» **Requirement**:
Only the lines with "black" in the entries below belong in the answer; please copy them.

========

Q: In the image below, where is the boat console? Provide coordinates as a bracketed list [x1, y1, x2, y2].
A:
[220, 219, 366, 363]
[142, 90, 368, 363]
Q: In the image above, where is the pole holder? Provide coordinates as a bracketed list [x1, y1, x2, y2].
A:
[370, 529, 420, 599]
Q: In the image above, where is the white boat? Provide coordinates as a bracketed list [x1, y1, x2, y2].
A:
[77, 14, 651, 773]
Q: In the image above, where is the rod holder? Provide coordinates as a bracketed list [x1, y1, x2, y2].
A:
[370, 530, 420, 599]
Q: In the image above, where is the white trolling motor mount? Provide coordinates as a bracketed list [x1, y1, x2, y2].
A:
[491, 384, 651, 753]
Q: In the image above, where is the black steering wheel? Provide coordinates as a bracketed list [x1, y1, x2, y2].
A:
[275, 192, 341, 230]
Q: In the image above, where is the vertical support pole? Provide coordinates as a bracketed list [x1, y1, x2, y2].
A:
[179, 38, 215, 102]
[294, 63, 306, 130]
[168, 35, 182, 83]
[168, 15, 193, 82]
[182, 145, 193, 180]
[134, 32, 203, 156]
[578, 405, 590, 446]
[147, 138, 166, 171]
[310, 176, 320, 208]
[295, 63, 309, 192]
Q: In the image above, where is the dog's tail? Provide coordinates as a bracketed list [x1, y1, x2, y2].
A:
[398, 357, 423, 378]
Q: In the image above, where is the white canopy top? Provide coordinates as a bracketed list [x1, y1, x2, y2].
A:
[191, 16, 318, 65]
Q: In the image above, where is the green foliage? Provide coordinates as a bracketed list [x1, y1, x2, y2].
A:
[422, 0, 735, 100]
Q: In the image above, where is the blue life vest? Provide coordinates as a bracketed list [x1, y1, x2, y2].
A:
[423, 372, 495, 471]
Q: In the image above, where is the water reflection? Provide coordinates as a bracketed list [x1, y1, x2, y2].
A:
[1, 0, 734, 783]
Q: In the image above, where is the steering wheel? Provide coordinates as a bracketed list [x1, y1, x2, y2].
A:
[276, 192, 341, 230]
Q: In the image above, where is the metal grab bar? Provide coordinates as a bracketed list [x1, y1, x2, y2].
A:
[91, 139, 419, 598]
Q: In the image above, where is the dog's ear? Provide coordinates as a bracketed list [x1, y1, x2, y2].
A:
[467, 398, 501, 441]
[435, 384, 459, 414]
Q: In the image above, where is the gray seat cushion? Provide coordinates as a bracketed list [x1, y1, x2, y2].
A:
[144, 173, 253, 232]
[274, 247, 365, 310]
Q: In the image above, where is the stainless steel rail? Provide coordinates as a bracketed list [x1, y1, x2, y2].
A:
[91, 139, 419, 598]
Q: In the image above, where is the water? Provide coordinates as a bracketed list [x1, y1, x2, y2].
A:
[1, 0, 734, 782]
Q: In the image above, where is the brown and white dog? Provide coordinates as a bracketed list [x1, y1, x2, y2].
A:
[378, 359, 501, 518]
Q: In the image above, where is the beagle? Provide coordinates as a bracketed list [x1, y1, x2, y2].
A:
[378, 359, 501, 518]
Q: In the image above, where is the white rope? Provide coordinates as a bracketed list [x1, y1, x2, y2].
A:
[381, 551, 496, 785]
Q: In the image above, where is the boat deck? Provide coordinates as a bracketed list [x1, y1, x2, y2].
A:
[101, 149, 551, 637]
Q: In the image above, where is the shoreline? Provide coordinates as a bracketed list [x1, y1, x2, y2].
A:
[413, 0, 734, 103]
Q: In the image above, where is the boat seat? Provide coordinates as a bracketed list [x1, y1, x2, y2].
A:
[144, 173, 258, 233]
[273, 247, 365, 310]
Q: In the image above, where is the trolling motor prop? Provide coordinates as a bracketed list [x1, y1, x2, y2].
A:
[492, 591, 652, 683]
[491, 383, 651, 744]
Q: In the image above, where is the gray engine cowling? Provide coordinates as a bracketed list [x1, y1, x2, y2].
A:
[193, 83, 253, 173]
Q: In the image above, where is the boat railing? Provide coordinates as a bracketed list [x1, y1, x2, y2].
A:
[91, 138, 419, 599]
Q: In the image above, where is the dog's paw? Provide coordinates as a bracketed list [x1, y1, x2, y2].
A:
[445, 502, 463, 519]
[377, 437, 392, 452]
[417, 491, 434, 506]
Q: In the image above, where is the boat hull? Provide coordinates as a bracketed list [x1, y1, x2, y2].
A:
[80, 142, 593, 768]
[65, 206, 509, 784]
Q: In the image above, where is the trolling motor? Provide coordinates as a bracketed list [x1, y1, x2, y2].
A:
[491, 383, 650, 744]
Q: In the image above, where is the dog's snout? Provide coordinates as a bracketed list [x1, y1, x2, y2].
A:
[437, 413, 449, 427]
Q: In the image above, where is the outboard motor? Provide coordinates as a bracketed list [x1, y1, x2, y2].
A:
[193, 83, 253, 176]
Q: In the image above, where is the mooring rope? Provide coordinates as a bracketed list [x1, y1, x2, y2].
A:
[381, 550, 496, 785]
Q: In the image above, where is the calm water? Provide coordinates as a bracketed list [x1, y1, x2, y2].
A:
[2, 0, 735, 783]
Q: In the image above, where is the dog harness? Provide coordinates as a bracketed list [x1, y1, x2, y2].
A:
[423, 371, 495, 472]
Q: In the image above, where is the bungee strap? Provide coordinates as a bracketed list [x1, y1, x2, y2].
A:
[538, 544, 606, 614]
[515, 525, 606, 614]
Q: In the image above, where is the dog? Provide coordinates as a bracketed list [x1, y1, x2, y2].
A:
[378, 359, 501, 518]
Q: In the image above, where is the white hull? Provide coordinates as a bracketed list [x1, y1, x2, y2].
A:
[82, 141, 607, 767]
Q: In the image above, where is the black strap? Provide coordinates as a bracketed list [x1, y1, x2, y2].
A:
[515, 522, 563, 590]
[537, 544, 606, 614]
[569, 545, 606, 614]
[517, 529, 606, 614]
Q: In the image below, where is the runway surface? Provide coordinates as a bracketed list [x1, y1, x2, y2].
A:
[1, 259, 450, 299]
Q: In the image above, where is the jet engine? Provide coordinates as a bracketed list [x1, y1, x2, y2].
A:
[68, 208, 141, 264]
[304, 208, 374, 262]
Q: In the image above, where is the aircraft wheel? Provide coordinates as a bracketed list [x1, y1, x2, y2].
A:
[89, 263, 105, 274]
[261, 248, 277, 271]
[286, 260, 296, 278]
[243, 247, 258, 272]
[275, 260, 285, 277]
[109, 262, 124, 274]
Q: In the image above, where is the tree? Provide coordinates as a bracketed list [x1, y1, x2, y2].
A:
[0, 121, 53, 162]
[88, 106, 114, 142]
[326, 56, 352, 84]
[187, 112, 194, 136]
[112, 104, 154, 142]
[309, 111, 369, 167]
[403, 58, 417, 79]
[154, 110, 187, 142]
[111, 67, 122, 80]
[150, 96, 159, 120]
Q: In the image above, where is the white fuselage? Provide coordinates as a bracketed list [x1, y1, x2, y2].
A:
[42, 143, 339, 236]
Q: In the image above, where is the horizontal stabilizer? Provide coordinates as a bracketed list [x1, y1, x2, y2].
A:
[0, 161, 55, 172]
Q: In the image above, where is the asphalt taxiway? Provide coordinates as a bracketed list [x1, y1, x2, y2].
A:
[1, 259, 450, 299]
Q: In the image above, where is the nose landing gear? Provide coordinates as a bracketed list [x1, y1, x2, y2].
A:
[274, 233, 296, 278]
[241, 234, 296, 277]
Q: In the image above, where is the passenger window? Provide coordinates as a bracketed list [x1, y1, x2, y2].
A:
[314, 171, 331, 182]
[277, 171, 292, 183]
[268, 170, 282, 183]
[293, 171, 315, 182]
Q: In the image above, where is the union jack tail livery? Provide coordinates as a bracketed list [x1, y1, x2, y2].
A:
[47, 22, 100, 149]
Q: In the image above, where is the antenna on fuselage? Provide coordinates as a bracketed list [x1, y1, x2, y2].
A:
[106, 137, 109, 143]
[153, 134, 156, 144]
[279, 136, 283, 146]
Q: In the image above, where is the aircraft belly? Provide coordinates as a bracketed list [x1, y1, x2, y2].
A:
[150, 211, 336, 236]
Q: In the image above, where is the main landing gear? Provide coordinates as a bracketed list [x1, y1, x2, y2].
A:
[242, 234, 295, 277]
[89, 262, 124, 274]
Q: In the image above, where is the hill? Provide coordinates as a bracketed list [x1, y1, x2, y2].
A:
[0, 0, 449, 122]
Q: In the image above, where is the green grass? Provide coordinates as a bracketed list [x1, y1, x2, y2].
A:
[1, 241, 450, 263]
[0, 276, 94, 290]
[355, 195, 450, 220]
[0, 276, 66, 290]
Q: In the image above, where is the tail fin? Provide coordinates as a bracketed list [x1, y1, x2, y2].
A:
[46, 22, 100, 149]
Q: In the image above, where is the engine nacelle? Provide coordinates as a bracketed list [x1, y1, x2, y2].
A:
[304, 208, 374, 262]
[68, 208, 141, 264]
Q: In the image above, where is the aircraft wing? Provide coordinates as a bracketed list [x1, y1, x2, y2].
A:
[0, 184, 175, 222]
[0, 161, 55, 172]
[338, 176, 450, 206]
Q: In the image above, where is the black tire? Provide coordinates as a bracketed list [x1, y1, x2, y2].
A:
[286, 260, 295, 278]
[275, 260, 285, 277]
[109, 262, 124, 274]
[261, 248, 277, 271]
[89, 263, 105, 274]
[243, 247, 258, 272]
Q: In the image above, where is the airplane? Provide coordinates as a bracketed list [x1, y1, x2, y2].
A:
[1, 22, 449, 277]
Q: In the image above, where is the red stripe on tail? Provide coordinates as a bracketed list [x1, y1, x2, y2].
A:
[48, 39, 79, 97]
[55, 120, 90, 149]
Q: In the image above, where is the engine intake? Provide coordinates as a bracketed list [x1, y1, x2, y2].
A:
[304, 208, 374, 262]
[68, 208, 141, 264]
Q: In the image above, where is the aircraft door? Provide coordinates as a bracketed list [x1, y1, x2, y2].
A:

========

» **Result for this task**:
Q: In the image above, where is the black steering wheel? Provide coordinates as a bracketed list [x1, y1, x2, y2].
Q: In the image above, where is the black strap? Provide coordinates as a bracketed list [x1, y1, x2, y2].
Q: In the image above, where is the black tire? Provide coordinates as a bracketed list [x1, y1, x2, y2].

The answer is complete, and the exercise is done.